(Saved entries)

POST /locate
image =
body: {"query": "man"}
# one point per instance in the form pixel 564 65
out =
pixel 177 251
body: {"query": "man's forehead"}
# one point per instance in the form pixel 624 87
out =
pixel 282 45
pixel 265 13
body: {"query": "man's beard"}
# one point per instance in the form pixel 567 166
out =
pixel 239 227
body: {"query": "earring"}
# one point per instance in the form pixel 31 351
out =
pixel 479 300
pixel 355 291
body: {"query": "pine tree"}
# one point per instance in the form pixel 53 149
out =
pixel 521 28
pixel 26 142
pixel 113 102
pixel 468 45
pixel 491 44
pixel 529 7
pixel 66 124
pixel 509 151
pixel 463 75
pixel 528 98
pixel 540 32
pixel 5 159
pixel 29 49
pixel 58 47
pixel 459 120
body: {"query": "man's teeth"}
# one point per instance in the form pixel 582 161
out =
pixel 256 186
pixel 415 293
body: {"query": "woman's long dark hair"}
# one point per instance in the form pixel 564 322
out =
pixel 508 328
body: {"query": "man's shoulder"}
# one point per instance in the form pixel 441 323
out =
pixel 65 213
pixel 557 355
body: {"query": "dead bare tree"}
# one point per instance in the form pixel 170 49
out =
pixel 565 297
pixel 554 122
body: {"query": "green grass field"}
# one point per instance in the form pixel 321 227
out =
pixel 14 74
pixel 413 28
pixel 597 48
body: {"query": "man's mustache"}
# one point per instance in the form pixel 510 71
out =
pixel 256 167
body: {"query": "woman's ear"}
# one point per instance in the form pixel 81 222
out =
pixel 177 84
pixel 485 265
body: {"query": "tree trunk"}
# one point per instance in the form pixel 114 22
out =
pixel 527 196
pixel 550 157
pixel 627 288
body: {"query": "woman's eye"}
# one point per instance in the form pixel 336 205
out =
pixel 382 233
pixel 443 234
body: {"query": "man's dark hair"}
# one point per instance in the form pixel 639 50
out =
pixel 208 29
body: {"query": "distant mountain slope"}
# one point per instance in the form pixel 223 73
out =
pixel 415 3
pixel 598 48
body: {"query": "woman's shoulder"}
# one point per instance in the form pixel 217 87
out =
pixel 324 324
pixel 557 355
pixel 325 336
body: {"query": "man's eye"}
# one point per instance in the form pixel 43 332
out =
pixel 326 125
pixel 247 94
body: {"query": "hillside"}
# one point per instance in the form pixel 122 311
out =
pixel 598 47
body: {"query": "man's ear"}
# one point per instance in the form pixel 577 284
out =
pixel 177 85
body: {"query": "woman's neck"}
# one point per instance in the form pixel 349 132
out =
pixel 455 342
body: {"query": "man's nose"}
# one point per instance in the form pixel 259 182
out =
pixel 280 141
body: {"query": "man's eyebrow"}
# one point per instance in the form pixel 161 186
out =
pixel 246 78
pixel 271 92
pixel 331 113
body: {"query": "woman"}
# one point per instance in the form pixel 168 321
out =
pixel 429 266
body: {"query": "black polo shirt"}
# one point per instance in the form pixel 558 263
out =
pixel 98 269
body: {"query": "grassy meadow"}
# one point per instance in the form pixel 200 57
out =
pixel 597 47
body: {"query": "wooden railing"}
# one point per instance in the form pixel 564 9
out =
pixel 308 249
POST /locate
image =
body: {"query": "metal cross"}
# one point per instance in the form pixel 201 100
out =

[Written exercise]
Return every line of the saved entries exactly as they appear, from beginning to end.

[The result]
POST /locate
image =
body: {"query": "man"}
# one point per instance in the form pixel 564 65
out =
pixel 177 251
body: {"query": "man's forehead"}
# one point per instance in the form pixel 624 87
out =
pixel 282 45
pixel 265 13
body: {"query": "man's beard"}
# one point per instance in the form pixel 567 166
out =
pixel 239 227
body: {"query": "earring"}
# one point per instance in the form pixel 31 351
out =
pixel 479 300
pixel 355 291
body: {"query": "pine tree"}
# one point per instance in the form pixel 53 149
out =
pixel 521 28
pixel 26 142
pixel 113 102
pixel 468 45
pixel 491 44
pixel 529 7
pixel 66 124
pixel 509 151
pixel 463 75
pixel 528 98
pixel 540 32
pixel 5 159
pixel 29 49
pixel 58 47
pixel 459 120
body: {"query": "man's teeth"}
# one point per instance in the form pixel 582 161
out =
pixel 256 186
pixel 415 293
body: {"query": "woman's long dark hair"}
# one point per instance in the form pixel 564 322
out =
pixel 508 328
body: {"query": "man's shoulder"}
# one point per instance in the form pixel 441 323
out =
pixel 65 213
pixel 557 355
body: {"query": "dead bare tree"}
# one point per instance in the form pixel 170 49
out =
pixel 565 297
pixel 554 122
body: {"query": "green grass field"}
# one point per instance in the form pixel 321 227
out =
pixel 14 74
pixel 413 28
pixel 597 48
body: {"query": "man's mustache"}
# one point per instance in the form pixel 510 71
out =
pixel 256 167
body: {"query": "woman's ear"}
# one point per instance in the form pixel 81 222
out =
pixel 177 84
pixel 485 265
body: {"query": "tree trunk"}
# one point per instance in the form pixel 114 22
out =
pixel 527 196
pixel 550 157
pixel 627 288
body: {"query": "woman's eye"}
# one point per instance in the form pixel 336 205
out =
pixel 382 233
pixel 443 234
body: {"query": "man's dark hair"}
# one point per instance in the form pixel 639 50
out =
pixel 208 29
body: {"query": "distant mountain slope"}
# one point per instance in the form pixel 223 73
out =
pixel 415 3
pixel 598 48
body: {"query": "woman's shoulder"}
# one point per instance in the form pixel 217 87
out =
pixel 324 324
pixel 557 355
pixel 325 336
body: {"query": "man's eye"}
# one point per instance in the form pixel 43 332
out =
pixel 326 125
pixel 247 94
body: {"query": "hillside"}
# one point per instance in the form pixel 122 311
out =
pixel 598 47
body: {"query": "man's ear"}
# one point per instance in the form pixel 577 284
out =
pixel 177 85
body: {"query": "woman's neck"}
# one point per instance in the form pixel 349 132
out =
pixel 455 342
body: {"query": "man's nose"}
# one point per instance in the form pixel 259 182
out =
pixel 280 141
body: {"query": "man's eyebrow"}
# one point per instance in the form pixel 161 186
out =
pixel 246 78
pixel 271 92
pixel 331 113
body: {"query": "woman"}
# one point per instance in the form pixel 168 321
out =
pixel 429 266
body: {"query": "black polo shirt"}
# one point per instance in the form pixel 558 263
out =
pixel 98 269
body: {"query": "grassy meadow"}
# one point per instance in the form pixel 200 57
out =
pixel 597 47
body: {"query": "wooden railing"}
# one point per instance in the form pixel 564 9
out =
pixel 308 249
POST /locate
image =
body: {"query": "metal cross"}
# one point per instance in the form pixel 201 100
out =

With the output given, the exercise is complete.